Written exercise A:
Answer these questions using the forum post on back cutting gear teeth:
(i) What machine did the poster buy last year?
(ii) What kinds of cars has the poster been building for some time?
(iii) Which gears does the project that "has me in fits" involve?
Written exercise B:
List every make or model of vehicle mentioned in the forum post on back cutting gear teeth.
Written exercise C:
Continue the forum post on back cutting gear teeth from where it stops.

Source extract:
# Back Cutting Gear Teeth



## Zaemo (Dec 27, 2016)

Hello Gents,
Brief Intro:
I was encouraged to participate so I will try.  I hope this is the correct sub-forum.  I bought a Smithy 3 in 1 last year and have no experience in a machine shop.  I have been building old Chevy's and older Fords for some time now.  I am self taught and have enjoyed learning everything from MIG/TIG Welding to Painting.  I have relied on others for the very accurate and tight tolerance stuff.  I have been modifying and refurbishing and making some parts mostly by hand up to this point.  One attraction to the small machine is creating more professional looking parts.  

As I moved into older Harley's a couple years ago, I have been "forced" into another level of DIY.  The fit and finish levels on well done bikes is a bit of a different animal.  I have also discovered that most bike enthusiasts prefer that no one works on their bikes but them.  I have discovered for myself why that is.  There seems to be a lot of sub par wannabe motorcycle mechanics out there and a lot of ill fitting aftermarket parts for restoration.  

So... this brings me to needing to expand my skills and self reliance.

One project that has me in fits is the kick start ratchet gears.  These are notorious for slipping on the old Sportsters for various reasons.   One sure fire solution is to back cut or undercut the teeth to remove the 90 degree tooth to tooth contact in favor of an angle cut that causes the teeth to grab each other.

Excerpts from a pointing dataset
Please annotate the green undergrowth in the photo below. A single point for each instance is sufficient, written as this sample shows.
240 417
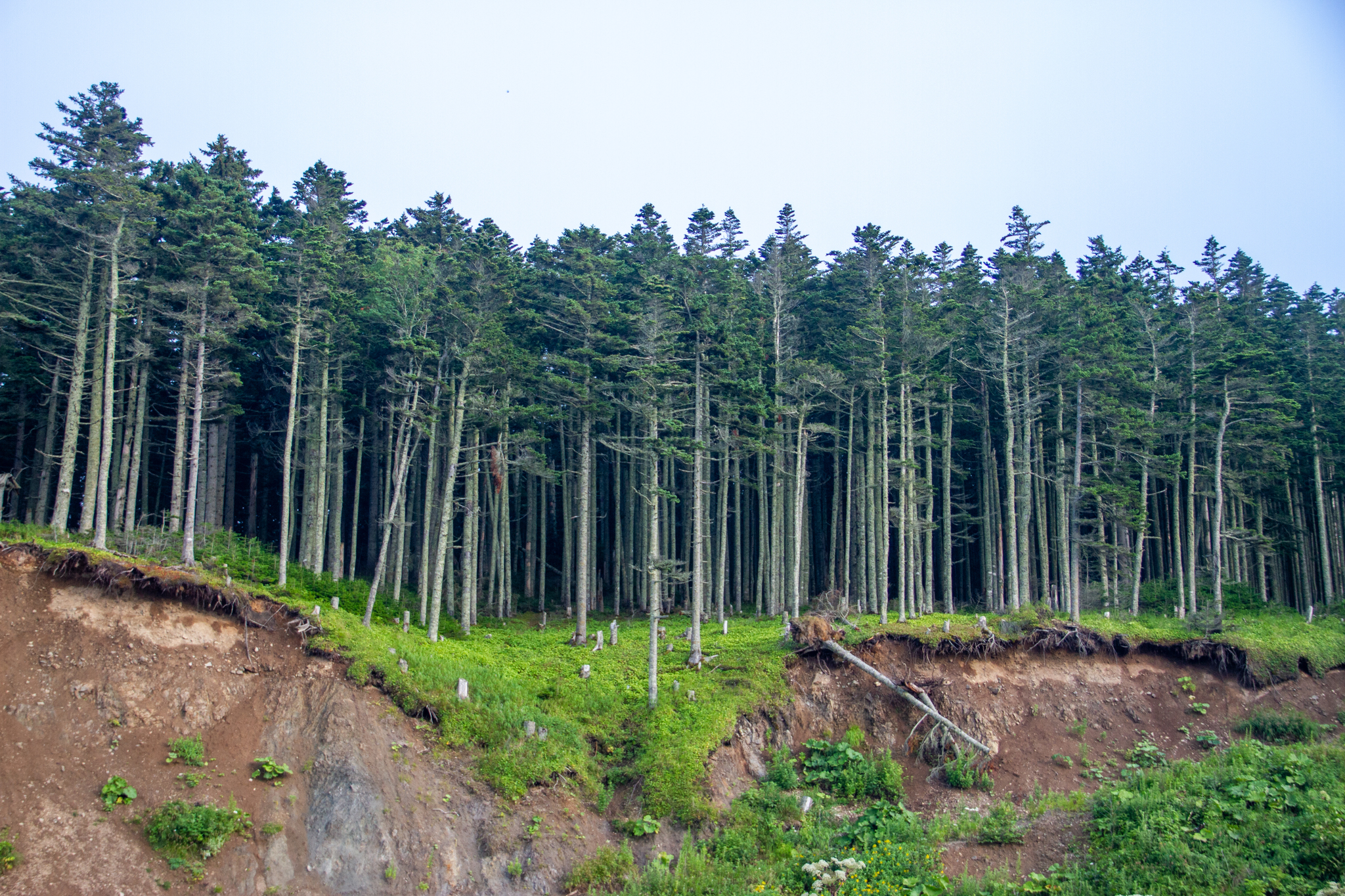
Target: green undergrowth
600 733
1278 641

Response A:
(i) A Smithy 3 in 1.
(ii) Old Chevys and older Fords.
(iii) The kick start ratchet gears.

Response B:
Chevy, Ford, Harley, Sportster

Response C:
How would you get the exact same cut on each tooth so that every tooth makes contact.  Is this what an index is for?  Are they accurate enough?  The gear and plate are hardened of course to make things more difficult.  Does this mean they should only be ground and not cut with a bit?  I had a special dovetail bit made but it would jump around the edges and ultimately break a flute.  
Is this a job for a CNC machine?  Maybe the answer is to just have new gears manufactured to my spec but that's got to be a major investment.
I appreciate any input or opinion.  
Thanks,
Chad





Stock 90 degree


----------



## rgray (Dec 27, 2016)

You might be better to make a jig to hold those to be ground.
Here's an example: http://www.ebay.com/itm/CINCINNATI-...AR-CUTTER-SHARPENING-ATTACHMENT-/121312471437

That's a way over priced example but just to get the idea. On the gear you could possibly put the stop on a gear tooth and be accurate for each tooth. On the opposing part you may have to get creative to find an accurate location for the stop. Typically sharpening a gear cutter (what that jig is made for) the gear cutter is set up and the backside of the cutter is ground first, because the front side is accurate. This only needs done one time on a gear cutter, as once the backside of the cutter is ground accurate the cutter can be resharpened many times as the stop is used on the ground back of the tooth.
A diamond cup wheel might be nice to grind it with as very little stock will be removed.


----------



## Tony Wells (Dec 27, 2016)

On the ratchet clutch teeth, yes they do need to be accurately spaced to spread the load out. That's exactly what dividing heads are made for. Since it is hardened, it's going to be tough going with almost any cutting tool. Even a carbide cutter will wear prematurely if it is case hardened, as I suspect it is. I'm a little surprised no one has made an aftermarket version to address this slippage. But then again, you don't see that many Sporties that are kickers on the showroom floor, I expect. I haven't set foot in the last 3 dealers here, so I'm very out of the loop on what H-D offers not, but last I was involved, most of them were electric start only. If that's still the case, the market for an improved part would be very small.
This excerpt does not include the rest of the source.